> **TASK SET**:
[1] According to the passage on Ismo clinical trials, what were the interdosing intervals of the asymmetric twice-daily regimens?
[2] Summarize the passage on Ismo clinical trials in two sentences.
[3] Continue the passage on Ismo clinical trials from the point where it stops.

> **TEXT SHOWN**:

····················

Controlled trials of single doses of Ismo (isosorbide mononitrate) tablets have demonstrated that antianginal activity is present about 1 hour after dosing, with peak effect seen from 1 to 4 hours after dosing. In placebo-controlled trials lasting 2 to 3 weeks, Ismo (isosorbide mononitrate) tablets were administered twice daily, in asymmetric regimens (with interdosing intervals of 7 and 17 hours) designed to avoid tolerance. One trial tested doses of 10 mg and 20 mg; one trial tested doses of 20 mg, 40 mg, and 60 mg; and three trials tested only doses of 20 mg. In each trial, the subjects were persons with known chronic stable angina, and the primary measure of efficacy was exercise tolerance on a standardized treadmill test. After initial dosing and for at least 3 weeks, exercise tolerance in patients treated with Ismo (isosorbide mononitrate) 20 mg tablets was significantly greater than that seen in patients treated with placebo, although there was some attenuation of effect with time. Treatment with Ismo (isosorbide mononitrate) tablets was superior to placebo for at least 12 hours after the first dose (i.e., 5 hours after the second dose) of each day. Significant tolerance and rebound phenomena were not observed. The 10-mg dose was not unequivocally superior to placebo, while the effect of the 40-mg dose was similar to that of the 20-mg dose. The 60-mg dose appeared to be less effective, and it was associated with a rebound phenomenon (early-morning worsening).

····················

> **DATASET RECORDS**:
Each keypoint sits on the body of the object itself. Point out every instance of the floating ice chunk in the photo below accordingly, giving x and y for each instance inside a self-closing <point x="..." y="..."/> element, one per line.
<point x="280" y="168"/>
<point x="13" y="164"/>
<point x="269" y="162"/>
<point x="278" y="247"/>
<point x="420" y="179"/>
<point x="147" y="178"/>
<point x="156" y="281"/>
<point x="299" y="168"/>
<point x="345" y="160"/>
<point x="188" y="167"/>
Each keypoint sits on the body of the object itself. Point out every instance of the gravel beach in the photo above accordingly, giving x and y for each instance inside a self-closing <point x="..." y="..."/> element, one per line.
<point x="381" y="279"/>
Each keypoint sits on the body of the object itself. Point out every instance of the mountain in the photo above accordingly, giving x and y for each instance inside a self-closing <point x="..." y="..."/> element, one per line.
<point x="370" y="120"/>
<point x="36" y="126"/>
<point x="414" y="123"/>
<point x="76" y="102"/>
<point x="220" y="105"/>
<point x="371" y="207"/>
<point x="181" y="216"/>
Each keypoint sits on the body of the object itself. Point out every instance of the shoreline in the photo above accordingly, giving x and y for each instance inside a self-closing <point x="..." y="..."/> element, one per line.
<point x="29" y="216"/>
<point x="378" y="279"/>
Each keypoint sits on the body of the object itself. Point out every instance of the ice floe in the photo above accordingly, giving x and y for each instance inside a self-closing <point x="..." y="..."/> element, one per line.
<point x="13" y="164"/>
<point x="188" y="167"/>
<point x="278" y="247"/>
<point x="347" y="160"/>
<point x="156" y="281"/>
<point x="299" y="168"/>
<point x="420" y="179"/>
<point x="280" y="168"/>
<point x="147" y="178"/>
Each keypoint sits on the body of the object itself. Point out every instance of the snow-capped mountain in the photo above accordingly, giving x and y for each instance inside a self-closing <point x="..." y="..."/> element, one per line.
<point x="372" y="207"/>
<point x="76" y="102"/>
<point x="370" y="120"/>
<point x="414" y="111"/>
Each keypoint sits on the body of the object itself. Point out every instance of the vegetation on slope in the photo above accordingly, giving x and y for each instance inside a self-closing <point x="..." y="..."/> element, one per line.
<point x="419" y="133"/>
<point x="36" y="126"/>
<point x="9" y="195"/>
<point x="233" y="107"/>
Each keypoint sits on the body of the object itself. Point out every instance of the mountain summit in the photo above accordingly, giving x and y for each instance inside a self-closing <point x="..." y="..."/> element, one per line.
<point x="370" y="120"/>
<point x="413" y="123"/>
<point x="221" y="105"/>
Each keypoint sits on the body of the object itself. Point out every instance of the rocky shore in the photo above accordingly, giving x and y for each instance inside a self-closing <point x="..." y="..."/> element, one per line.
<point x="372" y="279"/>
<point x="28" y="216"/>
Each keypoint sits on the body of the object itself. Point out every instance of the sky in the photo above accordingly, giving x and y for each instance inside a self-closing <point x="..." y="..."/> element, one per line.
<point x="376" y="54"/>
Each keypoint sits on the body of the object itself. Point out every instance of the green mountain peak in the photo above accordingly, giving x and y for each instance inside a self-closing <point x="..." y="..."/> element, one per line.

····················

> **OUTPUTS BY TASK**:
[1] 7 and 17 hours.

[2] In trials of patients with chronic stable angina, Ismo tablets began working about 1 hour after dosing, and the 20-mg dose given twice daily in an asymmetric regimen improved treadmill exercise tolerance over placebo for at least 3 weeks without significant tolerance or rebound. The 10-mg dose was not clearly better than placebo, the 40-mg dose matched the 20-mg dose, and the 60-mg dose appeared less effective and caused early-morning worsening.

[3]
Patients should be told that the antianginal efficacy of Ismo (isosorbide mononitrate) tablets can be maintained by carefully following the prescribed schedule of dosing (two doses taken 7 hours apart). For most patients, this can be accomplished by taking the first dose on awakening and the second dose 7 hours later. As with other nitrates, daily headaches sometimes accompany treatment with isosorbide mononitrate. In patients who get these headaches, the headaches are a marker of the activity of the drug. Patients should resist the temptation to avoid headaches by altering the schedule of their treatment with isosorbide mononitrate, since loss of headache may be associated with simultaneous loss of antianginal efficacy. Aspirin and/or acetaminophen, on the other hand, often successfully relieve isosorbide mononitrate-induced headaches with no deleterious effect on isosorbide mononitrate's antianginal efficacy. Treatment with isosorbide mononitrate may be associated with lightheadedness on standing, especially just after rising from a recumbent or seated position. This effect may be more frequent in patients who have also consumed alcohol.